--- START Passage ---

Exercise Book 1

Covering the materials of Chapters 1-4.
Topics: control structures, user input, exception handling, random generation, lists, function definition

Task 1: Armstrong numbers

Produce all Armstrong numbers smaller than $N$. The value of $N$ is given by the user. Validate the user input!

A number is an Armstrong number, if it is the sum of its own digits, each raised to the power of the number of digits. For example 153 is an Armstrong number, because $1^3+5^3+3^3=153$. The first few Armstrong numbers are: 0, 1, 2, 3, 4, 5, 6, 7, 8, 9, 153, 370, 371, 407, 1634, etc.

In [1]:
valid_input = False
while not valid_input:
    try:
        N = int(input("N := "))
        valid_input = True
    except:
        print("That is not a number.")

print('Armstrong numbers smaller than %d:' % N)
for number in range(0, N):
    orig_number = number
    digits = len(str(number))
    result = 0
    while number > 0:
        last_digit = number % 10
        number = number // 10
        result += last_digit ** digits
    if result == orig_number:
        print(orig_number)

--- END Passage ---
--- START Extracted data ---

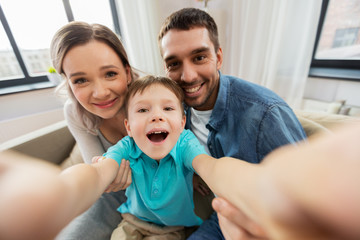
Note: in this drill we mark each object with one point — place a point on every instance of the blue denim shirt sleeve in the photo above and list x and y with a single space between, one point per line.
278 127
249 121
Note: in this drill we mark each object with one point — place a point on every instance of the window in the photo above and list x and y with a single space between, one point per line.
25 41
337 47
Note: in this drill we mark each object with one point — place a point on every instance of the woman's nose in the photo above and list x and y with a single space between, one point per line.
100 90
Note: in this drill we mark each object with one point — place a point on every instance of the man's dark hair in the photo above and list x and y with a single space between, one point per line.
188 18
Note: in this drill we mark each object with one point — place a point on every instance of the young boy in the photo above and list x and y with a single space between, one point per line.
160 151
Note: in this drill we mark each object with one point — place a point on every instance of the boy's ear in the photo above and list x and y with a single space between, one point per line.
127 126
183 121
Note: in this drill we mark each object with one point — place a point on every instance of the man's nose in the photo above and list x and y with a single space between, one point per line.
189 73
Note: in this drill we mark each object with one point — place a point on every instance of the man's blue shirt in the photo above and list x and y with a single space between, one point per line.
162 192
249 121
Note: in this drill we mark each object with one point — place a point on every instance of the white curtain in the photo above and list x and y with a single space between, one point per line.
140 25
271 42
268 42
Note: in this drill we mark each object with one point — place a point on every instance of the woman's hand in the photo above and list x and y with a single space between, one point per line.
200 186
123 178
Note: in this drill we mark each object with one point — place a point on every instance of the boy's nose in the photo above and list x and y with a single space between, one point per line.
157 118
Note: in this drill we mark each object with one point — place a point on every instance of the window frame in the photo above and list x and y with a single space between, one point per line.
28 83
334 68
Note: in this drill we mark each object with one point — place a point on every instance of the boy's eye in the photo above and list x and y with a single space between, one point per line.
142 110
79 81
168 108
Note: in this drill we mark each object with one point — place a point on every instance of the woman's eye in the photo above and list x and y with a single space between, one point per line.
79 81
111 74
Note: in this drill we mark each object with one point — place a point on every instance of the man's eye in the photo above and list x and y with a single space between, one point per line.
172 65
80 81
199 58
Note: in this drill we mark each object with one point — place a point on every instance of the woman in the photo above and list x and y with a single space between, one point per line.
95 66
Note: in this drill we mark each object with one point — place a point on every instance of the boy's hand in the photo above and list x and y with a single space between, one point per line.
123 178
235 224
200 186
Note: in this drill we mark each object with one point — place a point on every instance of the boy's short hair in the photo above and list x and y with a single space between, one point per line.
188 18
141 84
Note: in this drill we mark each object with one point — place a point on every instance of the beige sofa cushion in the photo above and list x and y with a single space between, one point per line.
74 158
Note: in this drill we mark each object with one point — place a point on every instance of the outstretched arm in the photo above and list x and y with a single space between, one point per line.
311 190
37 200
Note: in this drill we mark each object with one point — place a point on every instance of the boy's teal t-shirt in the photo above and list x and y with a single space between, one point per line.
160 193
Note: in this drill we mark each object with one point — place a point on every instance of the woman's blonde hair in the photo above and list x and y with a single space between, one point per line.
79 33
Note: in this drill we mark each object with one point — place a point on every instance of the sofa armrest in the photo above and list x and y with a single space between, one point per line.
53 143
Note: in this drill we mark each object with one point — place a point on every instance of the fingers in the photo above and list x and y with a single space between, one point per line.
235 223
200 186
123 178
96 159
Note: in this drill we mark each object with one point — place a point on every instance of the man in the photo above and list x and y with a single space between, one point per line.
230 116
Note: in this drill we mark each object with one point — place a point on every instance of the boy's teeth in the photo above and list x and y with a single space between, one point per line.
192 90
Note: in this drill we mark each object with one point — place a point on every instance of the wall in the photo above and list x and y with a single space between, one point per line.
24 112
330 90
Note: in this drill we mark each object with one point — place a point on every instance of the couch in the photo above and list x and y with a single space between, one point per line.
55 144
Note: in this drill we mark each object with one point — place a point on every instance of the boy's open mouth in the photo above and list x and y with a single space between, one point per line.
157 136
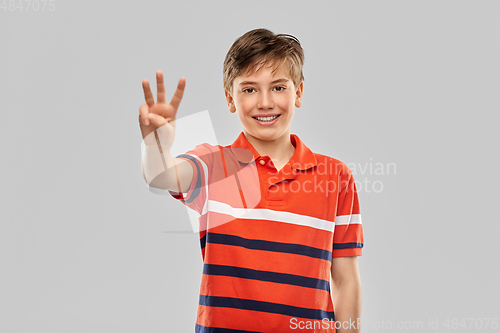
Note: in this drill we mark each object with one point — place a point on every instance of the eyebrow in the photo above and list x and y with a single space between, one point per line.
275 81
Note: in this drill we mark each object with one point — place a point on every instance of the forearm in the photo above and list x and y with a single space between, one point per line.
157 166
347 301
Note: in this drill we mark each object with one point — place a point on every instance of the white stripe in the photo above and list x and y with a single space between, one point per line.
268 214
205 168
348 219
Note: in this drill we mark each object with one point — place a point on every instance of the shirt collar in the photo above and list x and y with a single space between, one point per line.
302 159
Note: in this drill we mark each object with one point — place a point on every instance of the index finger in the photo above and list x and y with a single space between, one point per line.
148 95
179 92
160 88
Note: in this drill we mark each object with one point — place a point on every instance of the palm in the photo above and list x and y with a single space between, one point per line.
164 113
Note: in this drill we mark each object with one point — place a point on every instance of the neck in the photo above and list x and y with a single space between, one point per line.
280 150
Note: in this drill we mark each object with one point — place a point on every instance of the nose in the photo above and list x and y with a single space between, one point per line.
265 100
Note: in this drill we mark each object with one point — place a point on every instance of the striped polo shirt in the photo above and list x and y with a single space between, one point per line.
268 237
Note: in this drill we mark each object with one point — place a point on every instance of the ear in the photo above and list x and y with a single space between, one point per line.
298 94
230 101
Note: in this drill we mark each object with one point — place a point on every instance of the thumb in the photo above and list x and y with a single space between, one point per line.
157 120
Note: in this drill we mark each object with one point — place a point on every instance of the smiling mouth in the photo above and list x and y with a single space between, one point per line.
264 119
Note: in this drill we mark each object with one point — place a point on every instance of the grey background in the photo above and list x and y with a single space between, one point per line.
85 247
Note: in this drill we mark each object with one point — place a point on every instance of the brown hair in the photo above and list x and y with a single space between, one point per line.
258 47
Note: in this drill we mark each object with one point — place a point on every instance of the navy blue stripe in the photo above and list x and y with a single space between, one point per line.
196 189
204 329
203 241
283 278
248 304
338 246
257 244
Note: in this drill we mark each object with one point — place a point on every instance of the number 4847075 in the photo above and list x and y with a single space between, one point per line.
28 5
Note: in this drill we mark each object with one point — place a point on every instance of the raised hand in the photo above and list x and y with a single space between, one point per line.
159 115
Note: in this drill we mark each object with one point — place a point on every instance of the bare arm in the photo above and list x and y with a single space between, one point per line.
157 123
346 292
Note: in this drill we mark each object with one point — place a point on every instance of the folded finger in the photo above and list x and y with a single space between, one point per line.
148 95
144 114
179 92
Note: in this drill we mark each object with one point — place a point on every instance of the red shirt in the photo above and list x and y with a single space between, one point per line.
267 237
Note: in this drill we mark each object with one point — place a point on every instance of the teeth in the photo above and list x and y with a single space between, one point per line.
266 118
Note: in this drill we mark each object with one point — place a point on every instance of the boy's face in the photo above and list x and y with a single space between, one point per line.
263 94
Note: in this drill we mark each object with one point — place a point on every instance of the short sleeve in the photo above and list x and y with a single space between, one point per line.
201 160
348 234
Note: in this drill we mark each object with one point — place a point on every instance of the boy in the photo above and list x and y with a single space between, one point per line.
276 220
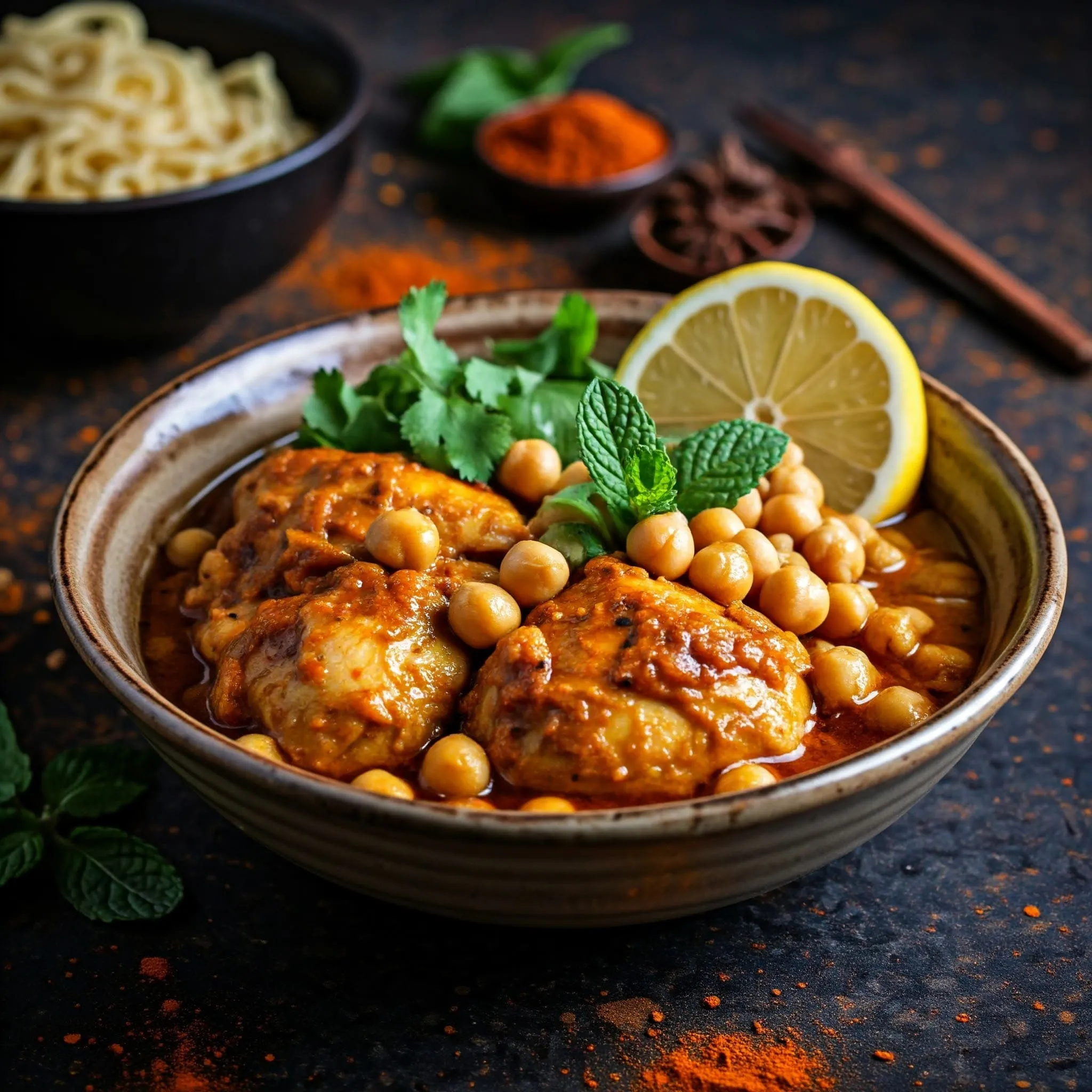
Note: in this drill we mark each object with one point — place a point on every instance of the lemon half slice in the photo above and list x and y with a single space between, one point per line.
801 350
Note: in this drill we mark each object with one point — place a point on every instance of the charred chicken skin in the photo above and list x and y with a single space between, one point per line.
360 672
630 687
302 515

--- END Extracted data ---

Request: Which chapters does the exercise book cover?

Worked answer: Chapters 1-4